# [Excerpted text]
In 1935 Wigner and Huntington speculated that metallization in compressed hydrogen should occur at around 25GPa. Present experiments have reached about 350GPa without finding the metallic phase yet. It is now predicted to occur at 400GPa at low temperature. This mismatch is emblematic of the unexpected and rich physics observed in this pressure range. Several crystalline phases have been detected at low temperature but the molecular dissociation has not been observed. The melting line of the molecular crystal has a reentrant behavior with a maximum temperature of 800K around 100GPa and decreasing at higher pressure, suggesting the presence of a new quantum state of matter, a metallic superfluid or a superconducting superfluid, stabilized by nuclear quantum effects against crystallization.
Because of the experimental limitations in reaching higher pressure for hydrogen samples, a new line of thought in searching for hydrogen metallization is to study hydrates compounds comprising H2 molecules hosted in the lattice of heavier elements. Particularly suitable materials appear to be Silane (H4S) and hydrogen sulfide (H2S) which has been very recently found to be a conventional superconductor with a particularly high critical temperature (190K). Very interesting materials are lithium hydrates which are also predicted to favor hydrogen metallization and could be of interest for technological applications
Hydrogen is also the most abundant element in the universe, followed by helium, comprising many astronomical objects, e.g. Jupiter and Saturn in our own solar system and a large number of other objects discovered in the past decade. The basic ingredient of planetary models is the equation of state of hydrogen, helium and their mixtures in a wide range of pressure, temperature and concentrations. Of particular importance is to establish the de-mixing transition of the hydrogen-helium mixtures and its interplay with metallization both in hydrogen and helium. The occurrence and location of phase lines might explain experimental observations about the planets.

# [Problem requirements]
Please answer these questions from the hydrogen text:
1. In what year did Wigner and Huntington speculate about metallization in compressed hydrogen?
2. What critical temperature is given for hydrogen sulfide?
3. Which two planets in our own solar system are named?
Use only the hydrogen text to answer.

# [Record excerpts]
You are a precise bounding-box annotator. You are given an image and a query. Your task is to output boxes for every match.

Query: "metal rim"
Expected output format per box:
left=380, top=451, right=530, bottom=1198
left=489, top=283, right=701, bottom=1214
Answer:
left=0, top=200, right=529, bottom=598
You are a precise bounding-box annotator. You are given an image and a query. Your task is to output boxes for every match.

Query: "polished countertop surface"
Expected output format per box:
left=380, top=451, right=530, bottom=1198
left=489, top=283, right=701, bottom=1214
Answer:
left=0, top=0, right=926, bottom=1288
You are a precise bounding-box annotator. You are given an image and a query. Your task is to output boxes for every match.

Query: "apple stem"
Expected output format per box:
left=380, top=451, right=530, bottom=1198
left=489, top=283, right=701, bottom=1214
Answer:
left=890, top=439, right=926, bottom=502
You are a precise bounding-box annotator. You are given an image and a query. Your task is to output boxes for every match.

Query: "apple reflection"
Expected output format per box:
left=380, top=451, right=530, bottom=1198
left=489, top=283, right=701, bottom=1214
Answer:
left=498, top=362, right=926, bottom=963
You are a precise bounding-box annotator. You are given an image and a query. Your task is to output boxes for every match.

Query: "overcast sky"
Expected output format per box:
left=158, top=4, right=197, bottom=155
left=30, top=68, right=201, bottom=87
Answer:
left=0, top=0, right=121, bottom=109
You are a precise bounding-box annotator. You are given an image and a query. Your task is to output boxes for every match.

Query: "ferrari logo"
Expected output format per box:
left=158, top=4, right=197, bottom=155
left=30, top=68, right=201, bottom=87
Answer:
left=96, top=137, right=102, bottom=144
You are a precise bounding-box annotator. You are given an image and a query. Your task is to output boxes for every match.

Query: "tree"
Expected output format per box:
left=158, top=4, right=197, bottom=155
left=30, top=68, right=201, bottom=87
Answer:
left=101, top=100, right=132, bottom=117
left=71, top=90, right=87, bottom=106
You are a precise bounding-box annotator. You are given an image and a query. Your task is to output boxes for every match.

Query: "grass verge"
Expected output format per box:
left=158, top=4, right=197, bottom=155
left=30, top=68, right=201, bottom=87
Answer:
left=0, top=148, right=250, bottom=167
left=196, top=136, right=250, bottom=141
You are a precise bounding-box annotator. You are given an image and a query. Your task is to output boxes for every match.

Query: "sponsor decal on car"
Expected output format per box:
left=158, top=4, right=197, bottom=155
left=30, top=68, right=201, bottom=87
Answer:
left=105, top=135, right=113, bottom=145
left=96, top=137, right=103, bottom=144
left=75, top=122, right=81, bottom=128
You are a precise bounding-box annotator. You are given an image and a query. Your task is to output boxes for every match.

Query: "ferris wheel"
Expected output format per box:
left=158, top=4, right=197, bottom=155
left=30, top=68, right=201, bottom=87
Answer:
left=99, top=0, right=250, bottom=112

--

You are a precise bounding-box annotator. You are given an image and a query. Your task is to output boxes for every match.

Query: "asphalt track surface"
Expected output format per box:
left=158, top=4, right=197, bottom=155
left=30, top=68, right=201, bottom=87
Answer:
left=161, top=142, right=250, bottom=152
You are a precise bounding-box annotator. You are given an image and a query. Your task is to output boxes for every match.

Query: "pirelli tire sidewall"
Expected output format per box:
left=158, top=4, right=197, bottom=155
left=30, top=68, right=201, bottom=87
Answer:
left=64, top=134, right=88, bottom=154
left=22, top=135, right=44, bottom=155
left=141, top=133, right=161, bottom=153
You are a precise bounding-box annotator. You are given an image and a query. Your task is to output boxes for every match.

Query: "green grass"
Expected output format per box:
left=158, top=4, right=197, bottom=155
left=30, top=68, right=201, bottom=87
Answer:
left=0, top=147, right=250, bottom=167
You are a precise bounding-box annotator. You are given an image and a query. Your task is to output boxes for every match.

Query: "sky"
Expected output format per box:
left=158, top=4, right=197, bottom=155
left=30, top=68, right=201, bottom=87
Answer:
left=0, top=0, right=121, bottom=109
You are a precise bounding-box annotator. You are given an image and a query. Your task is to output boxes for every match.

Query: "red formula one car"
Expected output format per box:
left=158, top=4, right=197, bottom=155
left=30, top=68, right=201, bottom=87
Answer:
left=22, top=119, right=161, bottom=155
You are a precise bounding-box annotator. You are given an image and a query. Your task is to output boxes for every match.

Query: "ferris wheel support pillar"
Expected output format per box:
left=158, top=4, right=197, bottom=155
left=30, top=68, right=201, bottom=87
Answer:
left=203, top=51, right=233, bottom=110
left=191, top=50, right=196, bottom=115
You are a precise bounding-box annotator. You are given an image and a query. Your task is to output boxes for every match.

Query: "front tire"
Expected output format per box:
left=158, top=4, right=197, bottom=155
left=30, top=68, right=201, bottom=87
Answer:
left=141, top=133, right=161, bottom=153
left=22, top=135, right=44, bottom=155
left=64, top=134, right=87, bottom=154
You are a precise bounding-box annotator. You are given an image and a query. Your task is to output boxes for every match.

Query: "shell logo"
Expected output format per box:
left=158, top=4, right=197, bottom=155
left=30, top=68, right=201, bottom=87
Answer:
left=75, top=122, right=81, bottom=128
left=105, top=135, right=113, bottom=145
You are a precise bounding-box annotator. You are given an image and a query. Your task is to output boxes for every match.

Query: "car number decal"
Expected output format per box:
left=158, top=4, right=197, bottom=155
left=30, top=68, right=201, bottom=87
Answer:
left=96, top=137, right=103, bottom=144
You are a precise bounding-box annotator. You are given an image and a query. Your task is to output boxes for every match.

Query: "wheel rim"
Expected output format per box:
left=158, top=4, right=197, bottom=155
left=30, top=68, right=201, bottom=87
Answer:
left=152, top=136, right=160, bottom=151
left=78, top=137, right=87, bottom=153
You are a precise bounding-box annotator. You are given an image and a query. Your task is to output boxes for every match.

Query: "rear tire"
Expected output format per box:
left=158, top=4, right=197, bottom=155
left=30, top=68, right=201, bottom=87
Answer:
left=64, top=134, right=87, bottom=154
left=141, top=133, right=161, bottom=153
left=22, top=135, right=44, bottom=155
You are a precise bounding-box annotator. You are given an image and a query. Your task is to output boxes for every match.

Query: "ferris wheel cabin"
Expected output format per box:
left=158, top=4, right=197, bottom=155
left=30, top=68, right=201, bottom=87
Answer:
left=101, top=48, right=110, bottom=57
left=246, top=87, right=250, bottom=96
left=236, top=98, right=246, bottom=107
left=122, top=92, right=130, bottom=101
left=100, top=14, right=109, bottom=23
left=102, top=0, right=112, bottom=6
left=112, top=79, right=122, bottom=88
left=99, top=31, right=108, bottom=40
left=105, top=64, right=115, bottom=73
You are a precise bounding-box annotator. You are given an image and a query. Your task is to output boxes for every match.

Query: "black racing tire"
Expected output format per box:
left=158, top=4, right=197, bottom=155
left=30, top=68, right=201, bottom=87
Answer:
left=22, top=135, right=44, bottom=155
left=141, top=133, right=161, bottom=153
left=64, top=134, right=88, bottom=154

==

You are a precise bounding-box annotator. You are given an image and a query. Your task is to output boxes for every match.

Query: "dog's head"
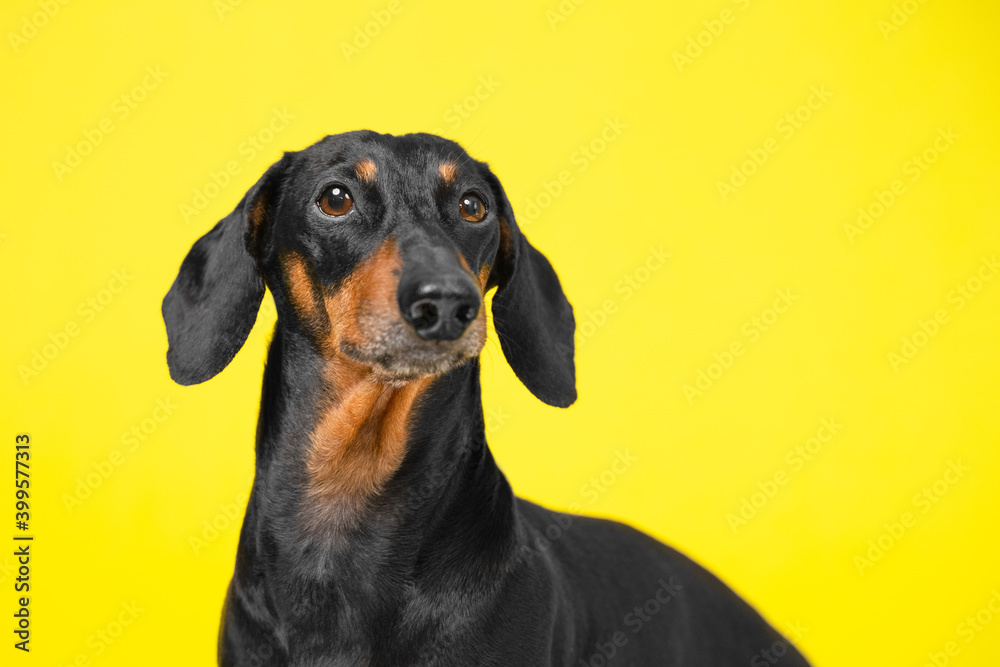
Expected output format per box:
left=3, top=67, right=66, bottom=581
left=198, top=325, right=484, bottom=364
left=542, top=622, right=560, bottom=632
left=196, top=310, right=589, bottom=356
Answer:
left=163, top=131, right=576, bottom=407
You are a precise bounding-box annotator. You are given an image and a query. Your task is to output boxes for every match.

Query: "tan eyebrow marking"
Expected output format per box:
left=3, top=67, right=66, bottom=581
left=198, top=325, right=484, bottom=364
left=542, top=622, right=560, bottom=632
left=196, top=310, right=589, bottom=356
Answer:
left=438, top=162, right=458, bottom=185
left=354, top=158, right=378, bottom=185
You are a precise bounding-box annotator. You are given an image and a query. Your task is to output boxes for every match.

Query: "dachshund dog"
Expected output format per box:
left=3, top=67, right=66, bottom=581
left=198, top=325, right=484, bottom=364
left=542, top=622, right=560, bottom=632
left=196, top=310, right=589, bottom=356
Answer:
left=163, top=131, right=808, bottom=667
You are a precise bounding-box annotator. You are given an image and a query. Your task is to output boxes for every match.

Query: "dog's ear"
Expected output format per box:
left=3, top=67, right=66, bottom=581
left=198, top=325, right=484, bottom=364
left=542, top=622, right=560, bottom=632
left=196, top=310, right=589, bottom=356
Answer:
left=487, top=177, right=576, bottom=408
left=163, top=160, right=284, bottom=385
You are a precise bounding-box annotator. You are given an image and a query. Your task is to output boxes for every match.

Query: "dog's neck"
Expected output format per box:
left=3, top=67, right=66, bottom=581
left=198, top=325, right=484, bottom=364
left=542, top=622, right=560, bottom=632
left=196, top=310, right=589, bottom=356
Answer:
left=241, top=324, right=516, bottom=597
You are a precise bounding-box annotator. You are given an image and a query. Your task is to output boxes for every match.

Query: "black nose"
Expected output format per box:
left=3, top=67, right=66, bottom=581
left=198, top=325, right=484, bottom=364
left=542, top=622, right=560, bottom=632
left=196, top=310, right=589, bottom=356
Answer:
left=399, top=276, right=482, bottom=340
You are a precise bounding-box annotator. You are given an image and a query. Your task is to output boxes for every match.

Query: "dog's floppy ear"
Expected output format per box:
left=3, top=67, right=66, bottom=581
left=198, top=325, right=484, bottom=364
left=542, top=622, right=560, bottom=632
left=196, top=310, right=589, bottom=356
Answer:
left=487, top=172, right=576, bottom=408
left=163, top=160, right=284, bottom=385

# [Answer]
1. 1935
2. 190K
3. Jupiter and Saturn